##### Material for this task
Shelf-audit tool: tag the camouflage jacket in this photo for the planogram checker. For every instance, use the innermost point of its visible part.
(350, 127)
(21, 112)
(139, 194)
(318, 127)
##########
What is needed =
Write out the listing above, keeping every word exactly.

Solved problem =
Shelf-audit tool: tag the camouflage jacket in this photo for the planogram checker. For every instance, use the innermost point of its visible part.
(350, 127)
(21, 112)
(139, 194)
(318, 127)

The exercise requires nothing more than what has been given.